**Task brief:** Please copy out the records below, swapping every "Batch job #47" for "Batch job #48" and leaving everything else unchanged.
--- start ---
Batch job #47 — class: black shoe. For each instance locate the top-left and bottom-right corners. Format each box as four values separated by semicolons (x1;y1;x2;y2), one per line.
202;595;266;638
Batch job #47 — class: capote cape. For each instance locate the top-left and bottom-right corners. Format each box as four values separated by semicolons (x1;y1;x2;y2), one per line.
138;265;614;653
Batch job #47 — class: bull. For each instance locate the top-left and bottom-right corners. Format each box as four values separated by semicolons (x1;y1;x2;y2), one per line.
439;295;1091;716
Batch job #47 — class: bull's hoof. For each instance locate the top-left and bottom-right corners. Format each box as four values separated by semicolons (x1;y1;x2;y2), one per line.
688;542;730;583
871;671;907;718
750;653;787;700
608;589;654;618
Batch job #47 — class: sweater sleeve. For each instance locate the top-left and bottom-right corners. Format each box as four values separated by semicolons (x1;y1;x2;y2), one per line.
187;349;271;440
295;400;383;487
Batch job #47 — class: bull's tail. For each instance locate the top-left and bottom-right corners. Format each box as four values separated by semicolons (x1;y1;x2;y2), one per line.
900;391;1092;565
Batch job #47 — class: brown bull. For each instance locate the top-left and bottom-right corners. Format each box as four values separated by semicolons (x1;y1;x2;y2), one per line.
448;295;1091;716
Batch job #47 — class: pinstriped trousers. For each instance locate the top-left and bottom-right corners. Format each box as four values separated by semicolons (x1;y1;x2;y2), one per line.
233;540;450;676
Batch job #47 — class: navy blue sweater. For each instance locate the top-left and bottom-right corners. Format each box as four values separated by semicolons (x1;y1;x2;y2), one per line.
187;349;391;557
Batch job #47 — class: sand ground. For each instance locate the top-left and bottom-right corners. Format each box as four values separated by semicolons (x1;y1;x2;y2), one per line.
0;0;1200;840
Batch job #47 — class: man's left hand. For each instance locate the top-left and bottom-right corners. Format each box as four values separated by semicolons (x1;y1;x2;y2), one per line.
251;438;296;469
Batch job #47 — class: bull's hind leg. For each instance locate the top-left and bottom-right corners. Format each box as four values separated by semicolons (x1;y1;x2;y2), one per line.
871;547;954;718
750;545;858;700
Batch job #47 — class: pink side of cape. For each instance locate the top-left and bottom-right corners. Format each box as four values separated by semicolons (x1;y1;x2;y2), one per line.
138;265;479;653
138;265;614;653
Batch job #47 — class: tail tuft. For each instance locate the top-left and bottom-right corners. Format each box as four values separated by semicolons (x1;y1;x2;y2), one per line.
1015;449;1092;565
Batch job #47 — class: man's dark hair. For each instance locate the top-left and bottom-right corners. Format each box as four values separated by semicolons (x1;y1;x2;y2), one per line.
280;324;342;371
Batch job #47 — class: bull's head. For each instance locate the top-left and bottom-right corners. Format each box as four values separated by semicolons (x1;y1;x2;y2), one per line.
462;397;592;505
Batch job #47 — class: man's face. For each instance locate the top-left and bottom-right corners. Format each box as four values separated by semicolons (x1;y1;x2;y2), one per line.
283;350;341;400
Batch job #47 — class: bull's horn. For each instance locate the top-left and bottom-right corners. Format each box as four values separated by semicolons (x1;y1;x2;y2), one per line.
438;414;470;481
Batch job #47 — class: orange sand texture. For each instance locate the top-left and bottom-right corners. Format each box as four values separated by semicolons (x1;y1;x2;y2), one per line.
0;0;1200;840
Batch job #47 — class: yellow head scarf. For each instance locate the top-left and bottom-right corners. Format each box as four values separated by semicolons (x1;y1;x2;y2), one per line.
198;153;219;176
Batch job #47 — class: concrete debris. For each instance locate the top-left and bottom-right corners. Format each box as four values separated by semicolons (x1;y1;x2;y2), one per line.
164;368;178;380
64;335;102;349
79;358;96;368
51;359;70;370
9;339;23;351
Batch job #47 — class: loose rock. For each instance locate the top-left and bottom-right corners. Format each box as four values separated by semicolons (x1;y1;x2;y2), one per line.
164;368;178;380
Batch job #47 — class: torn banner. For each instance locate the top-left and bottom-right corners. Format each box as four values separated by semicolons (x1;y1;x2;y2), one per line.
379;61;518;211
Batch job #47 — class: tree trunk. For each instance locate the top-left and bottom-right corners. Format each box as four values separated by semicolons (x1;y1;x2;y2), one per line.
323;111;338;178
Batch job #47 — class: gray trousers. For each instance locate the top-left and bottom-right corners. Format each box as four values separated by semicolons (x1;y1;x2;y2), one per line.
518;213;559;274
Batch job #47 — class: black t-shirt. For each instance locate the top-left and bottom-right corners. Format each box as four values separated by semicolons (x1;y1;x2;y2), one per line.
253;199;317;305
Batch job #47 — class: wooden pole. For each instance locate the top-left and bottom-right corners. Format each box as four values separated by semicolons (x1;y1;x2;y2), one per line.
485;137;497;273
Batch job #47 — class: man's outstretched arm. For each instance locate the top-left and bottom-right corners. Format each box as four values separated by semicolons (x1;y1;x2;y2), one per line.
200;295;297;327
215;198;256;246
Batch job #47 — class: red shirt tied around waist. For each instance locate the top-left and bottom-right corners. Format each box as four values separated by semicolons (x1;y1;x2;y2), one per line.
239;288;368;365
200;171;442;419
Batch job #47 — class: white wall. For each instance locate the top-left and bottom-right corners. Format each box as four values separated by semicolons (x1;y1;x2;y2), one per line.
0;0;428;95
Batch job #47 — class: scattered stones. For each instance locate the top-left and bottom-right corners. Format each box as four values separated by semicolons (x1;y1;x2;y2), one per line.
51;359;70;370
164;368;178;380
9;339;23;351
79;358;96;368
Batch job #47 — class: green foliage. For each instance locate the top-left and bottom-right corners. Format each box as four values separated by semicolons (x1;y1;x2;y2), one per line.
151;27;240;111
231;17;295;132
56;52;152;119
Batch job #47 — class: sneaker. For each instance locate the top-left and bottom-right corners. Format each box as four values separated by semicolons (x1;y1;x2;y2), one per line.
--- end ---
**Solution to the problem:**
Batch job #48 — class: black shoe. For each instance locate the top-left and bottom-right corners. Format each box as four values separated by semicolons (x1;y1;x2;y2), one per line.
202;595;266;638
Batch job #48 — class: capote cape. For each instance locate the top-left and bottom-right corners. Format each box as four values separated by semicolons (x1;y1;x2;y2), one per line.
138;265;614;653
Batch job #48 — class: bull. For each instance locate the top-left and bottom-right corners. Format each box as four values separated by semicolons (x1;y1;x2;y2), one per line.
439;295;1091;716
Batch job #48 — class: bull's hoof. For each instance locate the top-left and bottom-right corners. Format each box as four values separated by semicolons (x1;y1;x2;y2), one per line.
688;542;730;583
871;671;907;718
750;653;787;700
608;589;654;618
Batch job #48 — class: sweater sleeve. For each instance locate the top-left and bottom-right corners. Format each box as four values separated by semicolons (x1;y1;x2;y2), one per line.
187;349;271;440
295;400;383;487
Batch job #48 — class: bull's tail. For each instance locate the top-left and bottom-right corners. Format each box as four values separated by semicolons (x1;y1;x2;y2), one per line.
900;391;1092;565
Batch job #48 — class: brown bull. For each instance locate the top-left and bottom-right corners. Format each box as four values separated by semicolons (x1;y1;x2;y2), one per line.
448;295;1091;716
Batch job #48 — class: pinstriped trousers. For each instance locate the top-left and bottom-right corners. Format each box as four values separated by semicolons (x1;y1;x2;y2), one per line.
233;540;450;676
Batch job #48 — class: navy blue sweater. For each instance locate the top-left and bottom-right corners. Format each box as four values separated by semicolons (x1;y1;x2;y2), one per line.
187;349;391;557
Batch job #48 — class: sand ground. For each instance locate the top-left and bottom-right corners. Format each box as four values separated by semicolons (x1;y1;x2;y2), one per line.
0;0;1200;840
Batch job #48 — class: man's left hand. For each instance locate the top-left and bottom-right corners. Format each box as four values separated by semicolons (x1;y1;x2;y2), one per line.
251;438;296;469
Batch job #48 — class: bull's hind leg. For each instance locate the top-left and bottom-right corners. Format each box as four values separated by semicolons (x1;y1;x2;y2), one per line.
871;547;954;718
750;545;858;700
Batch job #48 — class: pink side of cape. For each instance locate the top-left and bottom-right corners. Format each box as four values separated by semicolons (x1;y1;x2;y2), one per line.
138;265;479;653
138;265;614;653
Batch job #48 — class: tail tuft. For each instance locate the top-left and bottom-right corners. Format each box as four values separated by semicolons (x1;y1;x2;y2), one per line.
1015;449;1092;565
Batch job #48 — class: man's dark hair. For each instance locate the top-left and bottom-right corners. Format each box as four values separated by semicolons (x1;y1;x2;y2), one per line.
280;324;342;371
Batch job #48 — class: bull's head. For each instance locate the top-left and bottom-right corners. Format each box as four values separated by semicolons (x1;y1;x2;y2), one per line.
462;397;592;505
Batch job #48 — class: man's face. For each instance locate the top-left and bottom-right corners. Format each box as four values separated by semicolons (x1;y1;x2;y2), one per line.
283;350;341;400
Batch job #48 — class: bull's horn. For each instance locate the top-left and bottom-right corners. Format each box as four values separated by semicolons (x1;y1;x2;y2), one per line.
438;414;470;481
Batch job #48 — class: orange sand texture. For each instance locate the top-left and bottom-right corners. Format each box as four values separated by semicolons (x1;y1;x2;y2), one per line.
0;0;1200;840
Batch job #48 — class: yellow head scarf. For each instance locate the top-left and bottom-right corners. Format each box as four values separated by semicolons (x1;y1;x2;y2), one per line.
198;153;219;176
Batch job #48 — class: concrete debris. For each instance locate the top-left and bottom-right corners. Format each box as four values separated by semicolons (x1;y1;x2;y2), one per line.
164;368;178;380
64;335;102;349
79;358;96;368
51;359;70;370
9;339;23;351
Batch job #48 — class: loose rock. For each instance locate the top-left and bottom-right corners. Format each box as four values separated by semicolons (x1;y1;x2;y2), one per line.
164;368;178;380
Batch job #48 — class: torn banner. For each instance locate the top-left and bottom-right corners. Format each box as four values separated by semicolons (x1;y1;x2;y2), one per line.
379;61;518;211
Batch job #48 — class: tree trunk. For each instance locate the top-left and bottom-right corners. Format each box as four values separated by semicolons (x1;y1;x2;y2), one per line.
323;111;338;178
Batch job #48 — class: gray trousers. For each instance locate the top-left and bottom-right corners. Format each box as four values separated by semicolons (x1;y1;x2;y2), one per line.
518;213;559;274
Batch job #48 — class: black t-shirt. For each instance locate the top-left and bottom-right corners. Format each box as four values separated by semicolons (x1;y1;x2;y2), one per line.
253;199;317;305
Batch job #48 — class: wooden pole. For each instance locate the top-left and bottom-right corners. Format each box as four values separated by semicolons (x1;y1;x2;y2), one per line.
485;137;497;273
Batch job #48 — class: man's outstretched arm. For each instance locate the top-left and bottom-right corners. Format each box as four values separated by semicolons (x1;y1;x2;y2), one per line.
200;295;297;327
215;198;256;246
Batch job #48 — class: red shirt tied around waist. For each instance locate the top-left and bottom-right corners. Format each box as four values separated by semicolons (x1;y1;x2;y2), one per line.
239;288;368;365
200;171;442;419
Batch job #48 — class: white wall. For each instance locate the top-left and bottom-right corners. Format each box as four values separated by semicolons (x1;y1;x2;y2), one per line.
0;0;428;95
Batch job #48 — class: scattered stones. For each instance locate the top-left and bottom-right corners. Format each box as four values separated by semicolons (x1;y1;x2;y2), one per line.
51;359;70;370
164;368;178;380
9;339;23;351
79;358;96;368
Batch job #48 — class: green foliage. For each instance locate the top-left and bottom-right corners. Format each box as four values separated by semicolons (x1;y1;x2;y2), one per line.
151;27;240;111
231;17;295;132
56;52;152;119
Batch job #48 — class: sneaker. For each instance locate the top-left and bottom-right corners. Format each box as four values separated by semicolons (x1;y1;x2;y2), one per line.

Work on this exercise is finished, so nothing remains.